→ WHAT YOU ARE ASKED TO DO
Reproduce each of the records below word for word, leaving nothing out and changing nothing.

→ DATA PROVIDED
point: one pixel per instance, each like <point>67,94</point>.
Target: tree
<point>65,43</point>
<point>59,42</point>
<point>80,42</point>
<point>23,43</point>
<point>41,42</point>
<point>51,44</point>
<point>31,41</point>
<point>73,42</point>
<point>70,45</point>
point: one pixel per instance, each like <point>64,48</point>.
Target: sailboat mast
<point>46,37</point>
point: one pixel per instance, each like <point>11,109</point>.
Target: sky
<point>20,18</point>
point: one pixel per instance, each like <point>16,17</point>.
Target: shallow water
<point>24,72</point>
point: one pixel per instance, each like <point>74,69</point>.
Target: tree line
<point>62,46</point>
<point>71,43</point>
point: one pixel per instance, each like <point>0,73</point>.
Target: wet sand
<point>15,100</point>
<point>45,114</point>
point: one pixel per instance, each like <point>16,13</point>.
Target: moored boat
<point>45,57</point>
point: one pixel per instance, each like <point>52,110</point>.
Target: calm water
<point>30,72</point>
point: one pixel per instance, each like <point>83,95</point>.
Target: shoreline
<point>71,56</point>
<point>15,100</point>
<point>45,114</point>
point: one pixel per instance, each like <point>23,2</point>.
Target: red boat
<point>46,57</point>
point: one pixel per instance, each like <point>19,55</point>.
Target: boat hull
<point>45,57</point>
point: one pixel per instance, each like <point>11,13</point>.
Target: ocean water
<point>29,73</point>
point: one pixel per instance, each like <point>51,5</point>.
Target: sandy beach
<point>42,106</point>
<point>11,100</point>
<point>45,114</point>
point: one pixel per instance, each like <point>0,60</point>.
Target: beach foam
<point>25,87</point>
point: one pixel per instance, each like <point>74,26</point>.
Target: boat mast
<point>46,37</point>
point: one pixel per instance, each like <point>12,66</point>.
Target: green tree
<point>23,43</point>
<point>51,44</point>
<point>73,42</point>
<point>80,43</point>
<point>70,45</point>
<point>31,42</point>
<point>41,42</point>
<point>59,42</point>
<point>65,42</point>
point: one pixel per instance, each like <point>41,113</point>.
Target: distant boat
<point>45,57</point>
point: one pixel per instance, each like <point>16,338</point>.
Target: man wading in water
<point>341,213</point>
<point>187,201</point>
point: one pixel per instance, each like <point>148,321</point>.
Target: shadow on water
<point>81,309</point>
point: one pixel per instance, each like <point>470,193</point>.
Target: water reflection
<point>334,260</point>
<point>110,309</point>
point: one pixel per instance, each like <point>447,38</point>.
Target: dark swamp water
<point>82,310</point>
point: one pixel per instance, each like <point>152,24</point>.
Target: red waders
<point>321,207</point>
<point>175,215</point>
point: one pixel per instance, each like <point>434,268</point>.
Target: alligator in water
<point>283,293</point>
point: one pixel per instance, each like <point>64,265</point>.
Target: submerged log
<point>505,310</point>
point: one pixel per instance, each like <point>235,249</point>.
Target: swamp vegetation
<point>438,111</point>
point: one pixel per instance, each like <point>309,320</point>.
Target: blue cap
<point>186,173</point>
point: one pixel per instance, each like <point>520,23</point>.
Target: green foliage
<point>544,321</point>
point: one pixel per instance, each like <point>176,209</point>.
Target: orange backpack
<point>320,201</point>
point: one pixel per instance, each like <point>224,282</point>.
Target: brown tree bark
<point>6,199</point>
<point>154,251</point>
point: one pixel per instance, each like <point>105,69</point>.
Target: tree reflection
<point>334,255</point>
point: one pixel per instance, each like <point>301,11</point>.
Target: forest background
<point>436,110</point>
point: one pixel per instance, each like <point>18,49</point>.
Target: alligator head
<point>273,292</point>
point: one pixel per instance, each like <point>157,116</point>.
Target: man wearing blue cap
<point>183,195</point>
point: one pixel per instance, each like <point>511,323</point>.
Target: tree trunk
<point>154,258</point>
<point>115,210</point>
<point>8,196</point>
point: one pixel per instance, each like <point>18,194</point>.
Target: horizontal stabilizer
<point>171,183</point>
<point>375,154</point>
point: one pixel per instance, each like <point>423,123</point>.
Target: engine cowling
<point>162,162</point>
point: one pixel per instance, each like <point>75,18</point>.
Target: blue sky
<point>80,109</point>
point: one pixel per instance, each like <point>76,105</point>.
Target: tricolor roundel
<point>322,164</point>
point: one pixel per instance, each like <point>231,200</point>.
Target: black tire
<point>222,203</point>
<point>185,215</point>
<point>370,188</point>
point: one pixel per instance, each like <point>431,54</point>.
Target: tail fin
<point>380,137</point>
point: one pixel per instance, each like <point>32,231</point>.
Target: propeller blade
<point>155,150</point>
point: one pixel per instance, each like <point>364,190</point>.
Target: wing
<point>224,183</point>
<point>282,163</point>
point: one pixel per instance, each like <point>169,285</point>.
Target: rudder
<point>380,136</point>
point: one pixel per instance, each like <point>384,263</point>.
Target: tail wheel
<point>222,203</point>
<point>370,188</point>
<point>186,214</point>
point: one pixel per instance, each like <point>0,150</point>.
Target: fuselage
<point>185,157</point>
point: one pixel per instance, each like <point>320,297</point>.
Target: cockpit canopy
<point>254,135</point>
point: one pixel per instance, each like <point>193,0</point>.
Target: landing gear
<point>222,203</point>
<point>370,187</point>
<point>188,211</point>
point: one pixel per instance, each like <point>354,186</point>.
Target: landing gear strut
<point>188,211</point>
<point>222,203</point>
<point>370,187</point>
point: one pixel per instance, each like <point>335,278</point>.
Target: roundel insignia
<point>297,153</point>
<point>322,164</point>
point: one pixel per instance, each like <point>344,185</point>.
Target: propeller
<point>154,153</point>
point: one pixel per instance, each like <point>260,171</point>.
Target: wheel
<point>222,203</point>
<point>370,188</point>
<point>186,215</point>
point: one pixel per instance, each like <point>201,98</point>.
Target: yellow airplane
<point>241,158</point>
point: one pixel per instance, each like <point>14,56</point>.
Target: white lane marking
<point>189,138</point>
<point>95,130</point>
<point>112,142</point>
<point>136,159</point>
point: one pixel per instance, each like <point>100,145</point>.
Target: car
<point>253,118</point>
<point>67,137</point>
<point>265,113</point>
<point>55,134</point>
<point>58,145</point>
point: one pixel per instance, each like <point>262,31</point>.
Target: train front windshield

→ CORRECT RESULT
point: one pixel per instance, each like <point>67,94</point>.
Target: tree
<point>65,43</point>
<point>59,42</point>
<point>80,42</point>
<point>23,43</point>
<point>41,42</point>
<point>51,44</point>
<point>31,41</point>
<point>73,42</point>
<point>70,45</point>
point: one pixel per instance, each like <point>64,48</point>.
Target: sailboat mast
<point>46,37</point>
point: one pixel per instance, each like <point>11,109</point>.
Target: sky
<point>20,18</point>
point: one pixel per instance, each like <point>16,17</point>.
Target: shallow water
<point>24,72</point>
point: one pixel per instance, each like <point>74,69</point>.
Target: tree line
<point>62,46</point>
<point>71,43</point>
point: one pixel per instance, each like <point>0,73</point>.
Target: wet sand
<point>15,100</point>
<point>45,114</point>
point: one pixel per instance, each like <point>16,13</point>.
Target: moored boat
<point>45,57</point>
point: one pixel per instance, each like <point>52,110</point>.
Target: calm water
<point>30,72</point>
point: one pixel per instance, each like <point>83,95</point>.
Target: shoreline
<point>71,56</point>
<point>15,100</point>
<point>45,114</point>
point: one pixel per instance, each like <point>23,2</point>.
Target: red boat
<point>46,57</point>
point: one pixel per instance, each like <point>19,55</point>.
Target: boat hull
<point>45,57</point>
point: one pixel per instance, each like <point>11,13</point>.
Target: ocean water
<point>29,73</point>
point: one pixel per instance, each like <point>51,5</point>.
Target: sandy beach
<point>42,106</point>
<point>11,100</point>
<point>45,114</point>
point: one pixel per instance, each like <point>0,60</point>.
Target: beach foam
<point>25,87</point>
point: one pixel per instance, each like <point>74,26</point>.
Target: boat mast
<point>46,37</point>
point: one pixel per instance, each like <point>12,66</point>.
Target: green tree
<point>23,43</point>
<point>51,44</point>
<point>73,42</point>
<point>80,43</point>
<point>70,45</point>
<point>31,42</point>
<point>41,42</point>
<point>59,42</point>
<point>65,42</point>
point: one pixel per instance, each like <point>41,113</point>.
Target: distant boat
<point>45,57</point>
point: one pixel per instance, each like <point>16,338</point>.
Target: man wading in water
<point>341,213</point>
<point>187,201</point>
point: one pixel per instance, each like <point>148,321</point>.
Target: shadow on water
<point>81,309</point>
point: one pixel per instance, each like <point>470,193</point>.
Target: water reflection
<point>334,260</point>
<point>110,309</point>
point: one pixel per instance, each like <point>447,38</point>.
Target: dark swamp water
<point>82,310</point>
point: one pixel per instance, each like <point>152,24</point>.
Target: red waders
<point>321,207</point>
<point>175,215</point>
point: one pixel per instance, each like <point>434,268</point>.
Target: alligator in water
<point>283,293</point>
point: one pixel per instance, each like <point>64,265</point>.
Target: submerged log
<point>505,310</point>
point: one pixel per instance, each like <point>235,249</point>.
Target: swamp vegetation
<point>438,111</point>
point: one pixel per instance, each like <point>309,320</point>.
Target: blue cap
<point>186,173</point>
point: one pixel per instance, each like <point>520,23</point>.
Target: green foliage
<point>544,321</point>
point: one pixel per instance, each like <point>176,209</point>.
Target: orange backpack
<point>320,201</point>
point: one pixel per instance, each like <point>224,282</point>.
Target: brown tree bark
<point>6,199</point>
<point>154,251</point>
point: one pixel per instance, each like <point>105,69</point>.
Target: tree reflection
<point>334,255</point>
point: one pixel per instance, each like <point>301,11</point>.
Target: forest background
<point>436,110</point>
point: one pixel per instance, each like <point>18,49</point>.
Target: alligator head
<point>273,292</point>
point: one pixel per instance, each like <point>157,116</point>.
Target: man wearing blue cap
<point>183,195</point>
point: one pixel per instance, each like <point>511,323</point>.
Target: tree trunk
<point>154,258</point>
<point>115,210</point>
<point>8,196</point>
point: one pixel per instance, each like <point>18,194</point>.
Target: horizontal stabilizer
<point>171,183</point>
<point>375,154</point>
point: one pixel per instance, each like <point>423,123</point>.
Target: engine cowling
<point>162,162</point>
point: one pixel per instance, each like <point>75,18</point>.
Target: blue sky
<point>80,109</point>
point: one pixel per instance, each like <point>76,105</point>.
Target: tricolor roundel
<point>322,164</point>
point: one pixel per instance, each like <point>231,200</point>.
Target: black tire
<point>222,203</point>
<point>185,215</point>
<point>370,188</point>
point: one pixel per instance, each like <point>431,54</point>.
Target: tail fin
<point>380,137</point>
point: one pixel per instance, each like <point>32,231</point>.
Target: propeller blade
<point>155,150</point>
point: one pixel per instance, each like <point>364,190</point>.
Target: wing
<point>224,183</point>
<point>282,163</point>
point: one pixel per instance, each like <point>169,285</point>.
Target: rudder
<point>380,136</point>
point: one pixel per instance, each like <point>384,263</point>.
Target: tail wheel
<point>222,203</point>
<point>370,188</point>
<point>186,214</point>
point: one pixel per instance, each like <point>0,150</point>.
Target: fuselage
<point>185,157</point>
point: one pixel per instance, each like <point>320,297</point>.
Target: cockpit canopy
<point>254,135</point>
point: one pixel per instance, each like <point>193,0</point>.
Target: landing gear
<point>222,203</point>
<point>370,187</point>
<point>188,211</point>
point: one pixel per instance, each like <point>354,186</point>.
Target: landing gear strut
<point>188,211</point>
<point>222,203</point>
<point>370,187</point>
point: one pixel per instance, each like <point>335,278</point>.
Target: roundel insignia
<point>297,153</point>
<point>322,164</point>
point: one pixel per instance, each like <point>344,185</point>.
Target: propeller
<point>154,153</point>
point: one pixel per instance, each like <point>260,171</point>.
Target: wheel
<point>222,203</point>
<point>370,188</point>
<point>186,215</point>
point: one pixel per instance, each like <point>201,98</point>.
Target: yellow airplane
<point>241,158</point>
point: one pixel per instance, each like <point>14,56</point>.
Target: white lane marking
<point>189,138</point>
<point>95,130</point>
<point>112,142</point>
<point>136,159</point>
point: one pixel per instance, each like <point>100,145</point>.
Target: car
<point>253,118</point>
<point>67,137</point>
<point>265,113</point>
<point>55,134</point>
<point>58,145</point>
point: one pixel per instance, each like <point>262,31</point>.
Target: train front windshield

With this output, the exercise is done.